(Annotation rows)
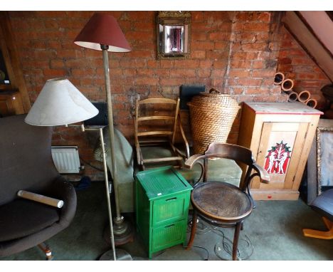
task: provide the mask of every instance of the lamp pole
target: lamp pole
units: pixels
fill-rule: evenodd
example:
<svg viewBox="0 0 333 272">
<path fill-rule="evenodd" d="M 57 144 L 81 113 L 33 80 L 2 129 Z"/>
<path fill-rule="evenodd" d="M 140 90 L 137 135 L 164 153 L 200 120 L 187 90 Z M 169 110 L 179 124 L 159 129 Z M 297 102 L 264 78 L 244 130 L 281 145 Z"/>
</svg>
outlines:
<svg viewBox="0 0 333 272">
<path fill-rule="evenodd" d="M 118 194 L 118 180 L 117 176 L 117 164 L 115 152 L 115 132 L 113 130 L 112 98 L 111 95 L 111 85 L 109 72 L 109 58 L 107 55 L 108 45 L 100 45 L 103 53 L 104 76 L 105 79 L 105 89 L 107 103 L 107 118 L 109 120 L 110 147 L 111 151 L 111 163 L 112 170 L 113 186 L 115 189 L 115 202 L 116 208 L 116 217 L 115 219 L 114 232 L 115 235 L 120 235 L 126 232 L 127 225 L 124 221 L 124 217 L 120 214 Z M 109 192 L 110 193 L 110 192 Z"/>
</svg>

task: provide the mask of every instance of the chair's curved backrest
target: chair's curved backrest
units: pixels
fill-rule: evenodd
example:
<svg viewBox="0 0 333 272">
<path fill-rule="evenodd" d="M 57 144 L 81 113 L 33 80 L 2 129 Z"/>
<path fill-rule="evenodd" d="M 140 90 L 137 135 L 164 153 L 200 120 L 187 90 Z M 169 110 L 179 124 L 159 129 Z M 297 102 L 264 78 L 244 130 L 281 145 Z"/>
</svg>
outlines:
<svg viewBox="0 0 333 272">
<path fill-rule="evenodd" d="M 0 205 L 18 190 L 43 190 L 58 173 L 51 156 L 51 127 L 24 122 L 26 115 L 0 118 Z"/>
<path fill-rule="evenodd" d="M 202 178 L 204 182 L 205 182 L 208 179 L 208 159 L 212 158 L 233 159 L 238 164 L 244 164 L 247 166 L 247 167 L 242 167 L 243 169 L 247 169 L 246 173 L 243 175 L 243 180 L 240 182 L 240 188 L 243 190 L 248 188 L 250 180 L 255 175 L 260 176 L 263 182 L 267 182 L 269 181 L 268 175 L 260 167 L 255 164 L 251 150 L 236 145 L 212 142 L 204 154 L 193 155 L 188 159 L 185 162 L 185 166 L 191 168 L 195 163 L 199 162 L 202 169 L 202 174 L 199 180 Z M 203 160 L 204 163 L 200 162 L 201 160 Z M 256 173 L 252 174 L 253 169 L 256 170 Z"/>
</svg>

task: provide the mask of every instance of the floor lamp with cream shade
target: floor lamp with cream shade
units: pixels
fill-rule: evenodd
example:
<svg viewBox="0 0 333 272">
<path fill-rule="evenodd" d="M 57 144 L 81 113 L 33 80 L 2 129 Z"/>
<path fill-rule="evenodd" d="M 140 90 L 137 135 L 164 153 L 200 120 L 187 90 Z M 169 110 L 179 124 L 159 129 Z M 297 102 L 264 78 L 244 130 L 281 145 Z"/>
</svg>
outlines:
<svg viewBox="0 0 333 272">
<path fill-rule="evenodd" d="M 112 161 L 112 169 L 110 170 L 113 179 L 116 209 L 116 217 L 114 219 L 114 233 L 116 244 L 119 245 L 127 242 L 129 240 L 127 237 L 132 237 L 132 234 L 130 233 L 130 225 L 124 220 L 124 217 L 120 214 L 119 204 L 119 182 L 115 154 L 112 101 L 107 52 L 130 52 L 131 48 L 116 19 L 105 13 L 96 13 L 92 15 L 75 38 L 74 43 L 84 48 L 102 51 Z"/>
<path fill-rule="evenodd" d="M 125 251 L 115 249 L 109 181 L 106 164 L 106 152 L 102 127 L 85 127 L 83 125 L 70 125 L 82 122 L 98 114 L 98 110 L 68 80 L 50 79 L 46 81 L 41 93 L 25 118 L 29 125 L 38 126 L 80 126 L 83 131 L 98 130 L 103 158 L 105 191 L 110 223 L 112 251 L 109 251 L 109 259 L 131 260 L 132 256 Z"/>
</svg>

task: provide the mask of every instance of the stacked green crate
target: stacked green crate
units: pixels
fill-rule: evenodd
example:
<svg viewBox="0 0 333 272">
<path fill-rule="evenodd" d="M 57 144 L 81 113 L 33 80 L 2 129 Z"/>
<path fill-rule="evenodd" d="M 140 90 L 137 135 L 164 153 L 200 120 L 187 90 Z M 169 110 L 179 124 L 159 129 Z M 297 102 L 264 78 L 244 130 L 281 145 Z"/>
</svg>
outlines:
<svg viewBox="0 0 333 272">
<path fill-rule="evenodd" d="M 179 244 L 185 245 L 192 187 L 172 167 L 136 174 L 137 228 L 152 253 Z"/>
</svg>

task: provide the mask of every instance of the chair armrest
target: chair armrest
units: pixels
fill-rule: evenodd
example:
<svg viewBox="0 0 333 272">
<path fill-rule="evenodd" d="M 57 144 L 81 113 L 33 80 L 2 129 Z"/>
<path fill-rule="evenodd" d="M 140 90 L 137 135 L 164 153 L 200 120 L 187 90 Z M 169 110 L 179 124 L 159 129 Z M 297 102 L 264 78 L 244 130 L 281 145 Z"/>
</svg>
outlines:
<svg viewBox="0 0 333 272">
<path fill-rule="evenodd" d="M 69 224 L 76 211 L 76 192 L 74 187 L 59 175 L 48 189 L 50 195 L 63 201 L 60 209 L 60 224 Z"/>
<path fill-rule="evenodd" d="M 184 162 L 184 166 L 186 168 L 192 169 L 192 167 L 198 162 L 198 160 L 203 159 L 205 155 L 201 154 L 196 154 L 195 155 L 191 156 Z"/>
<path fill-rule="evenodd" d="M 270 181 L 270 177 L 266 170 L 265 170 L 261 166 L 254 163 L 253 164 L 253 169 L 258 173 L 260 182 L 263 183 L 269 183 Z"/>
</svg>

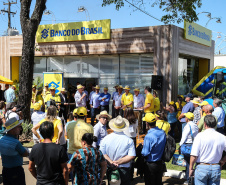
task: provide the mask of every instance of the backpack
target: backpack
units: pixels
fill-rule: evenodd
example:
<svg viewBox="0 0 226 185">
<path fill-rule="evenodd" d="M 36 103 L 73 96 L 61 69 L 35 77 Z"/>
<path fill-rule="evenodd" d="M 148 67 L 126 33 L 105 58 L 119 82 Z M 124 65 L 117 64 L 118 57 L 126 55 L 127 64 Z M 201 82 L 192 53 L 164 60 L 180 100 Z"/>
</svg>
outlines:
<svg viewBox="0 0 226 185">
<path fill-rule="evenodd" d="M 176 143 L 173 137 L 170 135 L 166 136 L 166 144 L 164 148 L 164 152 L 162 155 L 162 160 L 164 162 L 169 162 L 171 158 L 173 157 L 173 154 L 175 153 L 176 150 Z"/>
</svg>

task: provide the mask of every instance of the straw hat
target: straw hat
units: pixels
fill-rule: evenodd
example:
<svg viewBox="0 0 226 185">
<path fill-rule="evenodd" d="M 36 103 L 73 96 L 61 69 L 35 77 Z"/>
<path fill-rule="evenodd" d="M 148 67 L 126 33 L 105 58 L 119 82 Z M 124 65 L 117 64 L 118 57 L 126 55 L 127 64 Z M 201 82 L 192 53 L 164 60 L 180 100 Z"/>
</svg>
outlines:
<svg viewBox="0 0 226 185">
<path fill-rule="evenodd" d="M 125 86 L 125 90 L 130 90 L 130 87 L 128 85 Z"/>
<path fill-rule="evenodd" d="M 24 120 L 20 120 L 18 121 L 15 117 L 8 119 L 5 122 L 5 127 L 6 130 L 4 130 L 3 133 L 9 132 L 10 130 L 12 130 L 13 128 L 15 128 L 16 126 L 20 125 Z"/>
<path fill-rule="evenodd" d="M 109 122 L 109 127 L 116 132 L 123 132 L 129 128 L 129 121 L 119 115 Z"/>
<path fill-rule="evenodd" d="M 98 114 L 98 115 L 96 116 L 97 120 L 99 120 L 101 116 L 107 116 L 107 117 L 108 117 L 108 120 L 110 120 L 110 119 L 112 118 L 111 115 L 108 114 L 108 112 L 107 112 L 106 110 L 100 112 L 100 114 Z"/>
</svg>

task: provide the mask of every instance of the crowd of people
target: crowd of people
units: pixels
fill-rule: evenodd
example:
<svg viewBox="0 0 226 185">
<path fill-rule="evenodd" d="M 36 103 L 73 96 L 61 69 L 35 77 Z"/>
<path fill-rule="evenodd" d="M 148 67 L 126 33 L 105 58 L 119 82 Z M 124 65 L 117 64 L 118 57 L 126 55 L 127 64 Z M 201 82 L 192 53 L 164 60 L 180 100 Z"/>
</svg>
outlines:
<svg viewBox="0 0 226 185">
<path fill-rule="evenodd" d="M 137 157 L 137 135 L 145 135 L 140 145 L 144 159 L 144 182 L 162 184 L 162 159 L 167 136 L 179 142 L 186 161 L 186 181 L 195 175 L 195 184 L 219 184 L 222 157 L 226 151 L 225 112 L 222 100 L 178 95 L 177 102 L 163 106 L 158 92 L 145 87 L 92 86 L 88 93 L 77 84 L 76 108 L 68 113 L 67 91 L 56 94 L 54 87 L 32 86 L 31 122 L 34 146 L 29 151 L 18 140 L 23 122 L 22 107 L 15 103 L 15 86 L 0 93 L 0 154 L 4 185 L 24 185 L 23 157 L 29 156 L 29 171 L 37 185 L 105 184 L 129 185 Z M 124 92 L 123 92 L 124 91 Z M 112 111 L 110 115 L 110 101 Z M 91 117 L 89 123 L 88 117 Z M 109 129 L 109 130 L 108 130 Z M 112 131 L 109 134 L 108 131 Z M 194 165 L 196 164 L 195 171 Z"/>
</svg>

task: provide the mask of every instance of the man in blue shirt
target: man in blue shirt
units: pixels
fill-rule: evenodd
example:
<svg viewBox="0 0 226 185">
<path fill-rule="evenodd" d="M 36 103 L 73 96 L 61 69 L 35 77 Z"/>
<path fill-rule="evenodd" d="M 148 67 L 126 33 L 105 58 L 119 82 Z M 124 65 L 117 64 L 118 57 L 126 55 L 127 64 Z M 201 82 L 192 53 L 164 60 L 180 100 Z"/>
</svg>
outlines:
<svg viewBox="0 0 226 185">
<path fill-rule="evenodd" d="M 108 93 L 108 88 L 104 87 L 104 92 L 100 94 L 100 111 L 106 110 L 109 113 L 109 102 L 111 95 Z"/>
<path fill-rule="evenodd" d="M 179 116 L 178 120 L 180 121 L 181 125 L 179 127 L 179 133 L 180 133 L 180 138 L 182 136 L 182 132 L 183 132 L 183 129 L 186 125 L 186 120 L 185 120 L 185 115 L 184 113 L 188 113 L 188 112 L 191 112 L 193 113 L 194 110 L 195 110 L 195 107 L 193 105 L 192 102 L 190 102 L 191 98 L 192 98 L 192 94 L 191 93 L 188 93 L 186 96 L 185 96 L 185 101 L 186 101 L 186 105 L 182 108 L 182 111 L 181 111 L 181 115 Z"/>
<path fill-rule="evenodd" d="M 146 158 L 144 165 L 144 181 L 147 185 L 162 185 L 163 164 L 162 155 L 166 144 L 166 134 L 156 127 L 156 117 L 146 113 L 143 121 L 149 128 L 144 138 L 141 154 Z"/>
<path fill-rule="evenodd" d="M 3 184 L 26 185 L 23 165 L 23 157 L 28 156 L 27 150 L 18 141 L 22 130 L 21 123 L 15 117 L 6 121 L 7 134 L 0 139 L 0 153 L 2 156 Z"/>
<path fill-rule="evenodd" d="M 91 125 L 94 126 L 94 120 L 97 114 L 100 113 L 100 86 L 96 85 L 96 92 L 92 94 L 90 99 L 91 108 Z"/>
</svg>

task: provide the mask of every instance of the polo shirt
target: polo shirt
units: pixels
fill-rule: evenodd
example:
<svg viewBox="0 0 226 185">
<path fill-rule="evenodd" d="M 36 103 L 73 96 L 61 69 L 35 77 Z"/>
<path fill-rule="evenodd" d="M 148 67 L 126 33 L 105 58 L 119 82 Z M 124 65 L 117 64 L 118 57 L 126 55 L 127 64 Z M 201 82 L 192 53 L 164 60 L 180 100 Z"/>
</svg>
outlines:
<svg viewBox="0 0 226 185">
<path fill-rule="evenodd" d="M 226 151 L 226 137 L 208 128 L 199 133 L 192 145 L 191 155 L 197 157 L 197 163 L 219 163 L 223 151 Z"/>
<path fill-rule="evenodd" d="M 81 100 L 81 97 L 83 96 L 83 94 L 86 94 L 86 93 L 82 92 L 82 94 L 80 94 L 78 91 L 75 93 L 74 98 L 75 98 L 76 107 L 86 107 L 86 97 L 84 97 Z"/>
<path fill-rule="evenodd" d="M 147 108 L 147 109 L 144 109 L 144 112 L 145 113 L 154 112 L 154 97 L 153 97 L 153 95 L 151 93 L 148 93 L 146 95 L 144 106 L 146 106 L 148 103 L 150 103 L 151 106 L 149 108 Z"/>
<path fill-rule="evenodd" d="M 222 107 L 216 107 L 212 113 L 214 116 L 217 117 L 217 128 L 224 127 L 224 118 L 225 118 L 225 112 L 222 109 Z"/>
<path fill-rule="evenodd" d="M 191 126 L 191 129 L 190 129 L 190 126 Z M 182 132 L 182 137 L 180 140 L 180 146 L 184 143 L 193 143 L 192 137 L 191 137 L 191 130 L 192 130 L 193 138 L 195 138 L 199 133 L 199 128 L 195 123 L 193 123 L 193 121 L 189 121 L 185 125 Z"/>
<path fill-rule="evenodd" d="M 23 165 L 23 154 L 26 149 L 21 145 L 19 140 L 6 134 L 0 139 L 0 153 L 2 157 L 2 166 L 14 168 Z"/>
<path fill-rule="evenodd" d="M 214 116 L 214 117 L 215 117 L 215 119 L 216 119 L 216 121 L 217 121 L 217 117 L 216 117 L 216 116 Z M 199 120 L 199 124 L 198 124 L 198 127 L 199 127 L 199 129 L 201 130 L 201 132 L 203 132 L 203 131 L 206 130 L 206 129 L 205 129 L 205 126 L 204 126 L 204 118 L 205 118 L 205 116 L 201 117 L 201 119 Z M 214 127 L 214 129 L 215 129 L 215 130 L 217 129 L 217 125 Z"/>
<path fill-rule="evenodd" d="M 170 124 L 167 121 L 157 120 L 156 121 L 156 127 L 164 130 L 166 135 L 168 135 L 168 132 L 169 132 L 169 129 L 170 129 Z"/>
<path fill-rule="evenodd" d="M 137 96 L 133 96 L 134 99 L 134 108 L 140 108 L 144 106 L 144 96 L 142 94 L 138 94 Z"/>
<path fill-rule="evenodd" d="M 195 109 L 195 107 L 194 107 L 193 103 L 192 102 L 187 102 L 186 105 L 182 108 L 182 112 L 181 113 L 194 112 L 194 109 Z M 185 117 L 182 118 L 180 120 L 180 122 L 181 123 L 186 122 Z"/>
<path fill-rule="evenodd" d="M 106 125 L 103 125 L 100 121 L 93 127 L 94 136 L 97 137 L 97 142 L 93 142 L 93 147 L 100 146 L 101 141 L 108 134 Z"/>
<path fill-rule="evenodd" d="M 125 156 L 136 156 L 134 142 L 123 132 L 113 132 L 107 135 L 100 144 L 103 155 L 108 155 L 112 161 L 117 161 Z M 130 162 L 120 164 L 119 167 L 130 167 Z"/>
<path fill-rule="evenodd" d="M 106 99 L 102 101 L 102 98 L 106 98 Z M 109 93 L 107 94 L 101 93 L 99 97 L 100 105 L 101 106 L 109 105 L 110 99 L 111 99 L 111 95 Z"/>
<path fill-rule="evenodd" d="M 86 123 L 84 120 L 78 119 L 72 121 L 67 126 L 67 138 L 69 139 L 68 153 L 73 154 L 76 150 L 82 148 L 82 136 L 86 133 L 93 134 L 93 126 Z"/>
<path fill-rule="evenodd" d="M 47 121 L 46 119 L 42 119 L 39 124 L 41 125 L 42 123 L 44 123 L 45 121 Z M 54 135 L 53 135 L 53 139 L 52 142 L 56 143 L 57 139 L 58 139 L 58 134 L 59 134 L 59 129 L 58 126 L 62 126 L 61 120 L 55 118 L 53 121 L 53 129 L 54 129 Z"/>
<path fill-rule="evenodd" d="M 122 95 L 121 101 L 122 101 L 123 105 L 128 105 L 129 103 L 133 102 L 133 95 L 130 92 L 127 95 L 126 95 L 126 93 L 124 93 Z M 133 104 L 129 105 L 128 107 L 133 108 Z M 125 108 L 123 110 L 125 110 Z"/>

• _Exercise aim_
Extract every line of the rows above that contains the string "instance", matching case exactly.

• _Result for this task_
task: provide the mask of every instance of the lamp pole
task: provide the mask of every instance of the chair's curved backrest
task: provide the mask of every instance of the floor lamp with cream shade
task: provide the mask of every instance of the stacked green crate
task: provide the mask of every instance of the chair armrest
task: provide the mask of every instance of the backpack
task: provide the mask of every instance of the straw hat
task: provide the mask of every instance of the crowd of people
task: provide the mask of every instance of the man in blue shirt
task: provide the mask of every instance of the polo shirt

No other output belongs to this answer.